WHAT IS BEING ASKED – Reproduce every line from the one containing "Note to the class: indicate the hardwood" down to the one containing "Target: ceiling fan blade", both included, with no changes.

DATA LINES –
***

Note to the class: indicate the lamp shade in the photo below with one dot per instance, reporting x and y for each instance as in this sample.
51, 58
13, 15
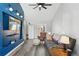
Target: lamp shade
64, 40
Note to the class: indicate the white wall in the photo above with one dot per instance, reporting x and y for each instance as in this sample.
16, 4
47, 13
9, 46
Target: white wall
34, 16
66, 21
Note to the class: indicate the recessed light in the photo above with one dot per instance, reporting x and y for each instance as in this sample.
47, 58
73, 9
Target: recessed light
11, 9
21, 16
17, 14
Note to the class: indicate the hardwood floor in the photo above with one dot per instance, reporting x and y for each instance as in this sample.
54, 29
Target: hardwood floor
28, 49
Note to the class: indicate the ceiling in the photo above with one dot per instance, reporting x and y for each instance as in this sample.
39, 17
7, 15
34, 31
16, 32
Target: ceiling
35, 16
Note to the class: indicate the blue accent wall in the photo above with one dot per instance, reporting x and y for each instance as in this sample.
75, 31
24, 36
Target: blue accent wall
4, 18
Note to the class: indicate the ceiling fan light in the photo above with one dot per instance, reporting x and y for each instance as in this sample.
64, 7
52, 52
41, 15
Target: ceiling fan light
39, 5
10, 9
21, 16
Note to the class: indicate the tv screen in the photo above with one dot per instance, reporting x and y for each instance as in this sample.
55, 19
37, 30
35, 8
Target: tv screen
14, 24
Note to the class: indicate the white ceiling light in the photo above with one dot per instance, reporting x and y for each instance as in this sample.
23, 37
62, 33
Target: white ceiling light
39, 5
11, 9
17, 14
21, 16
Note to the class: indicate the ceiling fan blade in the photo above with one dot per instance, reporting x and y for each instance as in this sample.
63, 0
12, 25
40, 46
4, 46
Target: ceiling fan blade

***

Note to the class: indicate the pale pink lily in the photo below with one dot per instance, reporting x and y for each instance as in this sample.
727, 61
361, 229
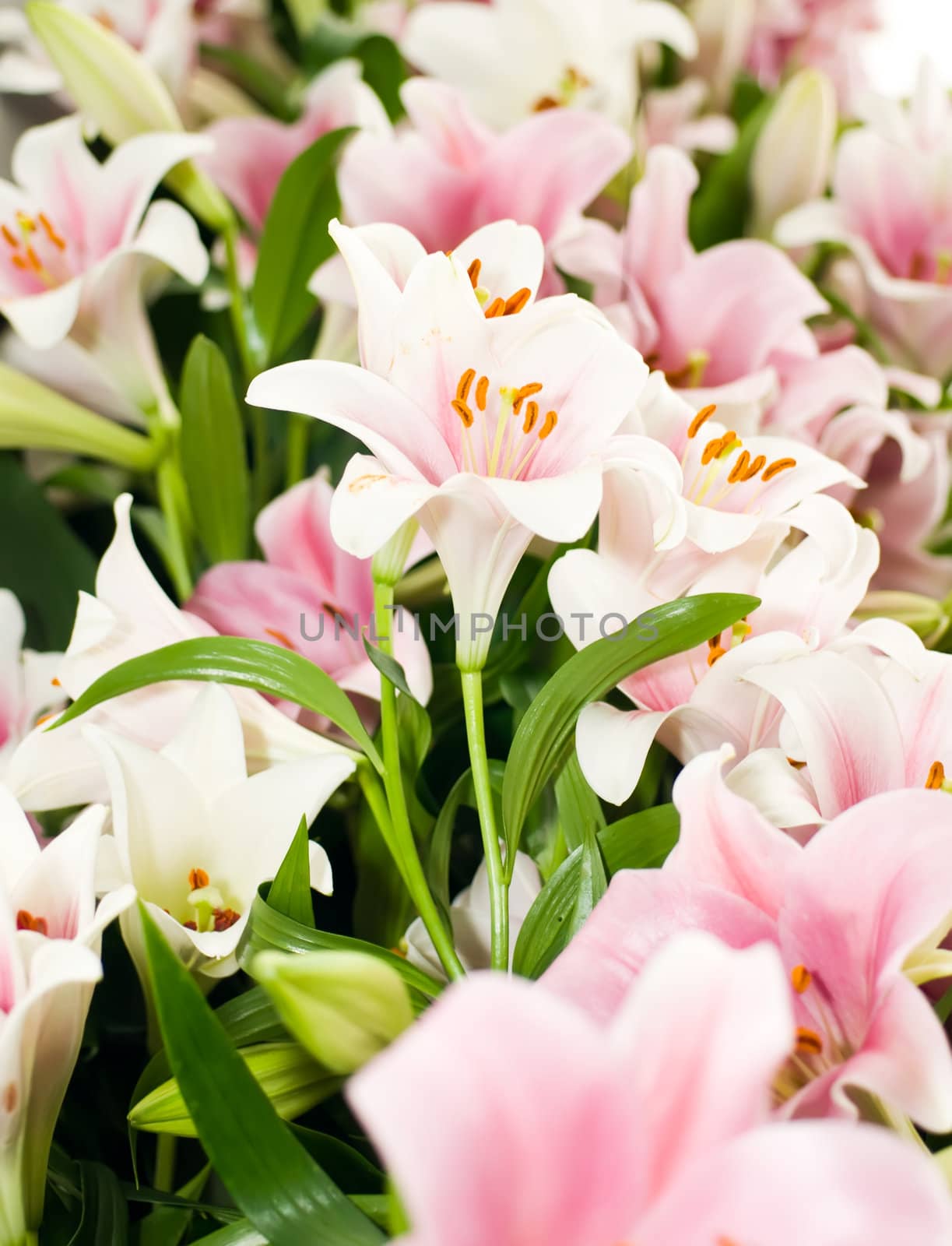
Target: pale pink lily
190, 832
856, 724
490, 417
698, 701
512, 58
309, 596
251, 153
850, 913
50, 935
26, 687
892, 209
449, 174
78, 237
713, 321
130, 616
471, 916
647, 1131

***

ANSWER FOR THIS EXERCISE –
Note to the class: indicate the hardwood floor in the photo above with one dot per instance, reporting x and y for each instance as in this sample.
54, 29
Target: hardwood floor
28, 49
Note to the class: indicate the ceiling in the photo above with one dot per instance, reporting x and y for each instance as in this sample.
39, 17
7, 15
34, 31
16, 32
Target: ceiling
35, 16
Note to the class: indicate the blue accent wall in the photo above with one dot per instance, reporting x and y for each instance as in this sample.
75, 31
24, 36
Target: blue accent wall
4, 18
Note to the class: indicate the ceiling fan light in the photo above with one dot per instance, reporting x and y for each instance as in this sample.
64, 7
52, 52
41, 15
Target: ceiling fan light
39, 5
10, 9
21, 16
Note to the class: indicate the tv screen in the photo above with one dot per instance, reporting x and y for each instance as in this sample.
55, 19
37, 30
35, 8
Target: tv screen
14, 24
Note to the class: indicate the white ceiling light in the photo above with one dot per instance, reporting x and y for each instance as in this sample.
23, 37
62, 33
Target: white ceiling light
39, 5
11, 9
17, 14
21, 16
Note to the class: indicate the ceiling fan blade in the photo above with one dot per instance, reporting x and y for each instance as in this sample.
63, 0
12, 25
40, 46
4, 46
Target: ceiling fan blade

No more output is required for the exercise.